[TEXT SECTION — start]

AI Chat

Status: draft. Concrete reference content + structural placeholders; flesh out the prose + screenshots when ready.

Purpose

A conversational interface to your VL3X and your library. Ask the AI to create presets from natural-language descriptions ("warm pop ballad lead with subtle plate reverb"), describe what an existing preset sounds like in musician terms, suggest and rank presets that fit a song, toggle effects on the device live, adjust mixer levels / key / scale / specific parameters on the active preset, build songs and setlists with cue-by-cue automation, and undo what it just made.

VL Studio uses your own AI API keys — no embedded keys, no telemetry, no usage that doesn't cross your own provider account.

VL Studio difference — AI is entirely new

The VL3X has no AI features. There is nothing on the device that creates presets from a description, describes what a preset sounds like, suggests presets for a song, or builds a setlist from a paragraph of natural language. The only ways to make a new preset standalone are to start from a similar preset and tweak it knob by knob, or to copy a preset to a new slot and re-edit it.

VL Studio's AI Chat adds a layer that doesn't exist on the device at all — a conversational partner that knows the VL3X's effect blocks, can read and write your active preset live, generate new presets, and undo what it just made. Because it uses your own API keys, there's no subscription on top of what your provider already charges.

Walk-through

First-time setup

Settings → AI Configuration — choose a provider:
- Claude — primary recommended provider. Add your Anthropic API key.
- Gemini — a cheap alternative for describe / enrich / suggest tasks. No native tool-calling, so chat is text-only with Gemini.
- OpenAI-compatible — works with any endpoint that speaks the OpenAI format. Useful for Grok, OpenAI, Mistral, or a local model running on your own machine.
(Optional) Per-task routing — for each task (generate, describe, suggest, chat) you can pick which provider handles it. Use a cheap fast model for describe, a smart model for chat. Providers without tool-calling support are eligible for chat as text-only — the dropdown labels them so.
(Optional) Per-task model override — within Claude or Gemini, pick a specific model per task. Useful for "cheap Haiku for describe, Sonnet for chat."

First-launch — no API keys

Open AI Chat without configuring a provider first, and the page renders normally but every send returns the error: "No AI provider configured for chat." Open Settings → AI Configuration and add at least one provider's API key.

Sending a message

Type and press Enter, or click Send. The Send button changes to a red Stop while the AI is working — click Stop to cancel a request that's taking too long or heading the wrong direction. Cancellation signals at the next round boundary (typically under 2 seconds depending on network latency and any in-flight tool call). Partial responses, including tool calls already made, are preserved in the session.

If the page goes idle waiting for the model for too long, a 90-second watchdog resets the UI so you can try again.

Empty-chat suggested prompts

When a chat session is empty (new chat, no messages yet), the page shows a panel of 12 suggested prompts to get you started — things like "Make me a warm ballad lead," "What's on the device right now?" or "Suggest presets for a 90s grunge cover band." Click any to fill the input field, then edit if you want and Send.

[TEXT SECTION — finish]

:: WORK TO COMPLETE ::
1) Do these statements agree with the AI Chat page? (a) Gemini supports native tool-calling, so it can be used for full chat. (b) If the page waits on the model too long, a 90-second watchdog resets the UI. (c) An empty chat session shows a panel of 12 suggested prompts. For each, answer yes or no and quote the words of the page that decide it.
2) What does the AI Chat page say between "When a chat" and "want and Send.", inclusive? Repeat that stretch word for word.

[DATA RECORDS — start]

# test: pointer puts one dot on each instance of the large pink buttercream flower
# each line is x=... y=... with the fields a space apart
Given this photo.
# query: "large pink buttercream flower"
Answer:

[DATA RECORDS — finish]

:: PROBLEM SOLUTIONS ::
1)
(a) No: "No native tool-calling, so chat is text-only with Gemini."
(b) Yes: "a 90-second watchdog resets the UI so you can try again."
(c) Yes: "the page shows a panel of 12 suggested prompts to get you started"

2)
When a chat session is empty (new chat, no messages yet), the page shows a panel of 12 suggested prompts to get you started — things like "Make me a warm ballad lead," "What's on the device right now?" or "Suggest presets for a 90s grunge cover band." Click any to fill the input field, then edit if you want and Send.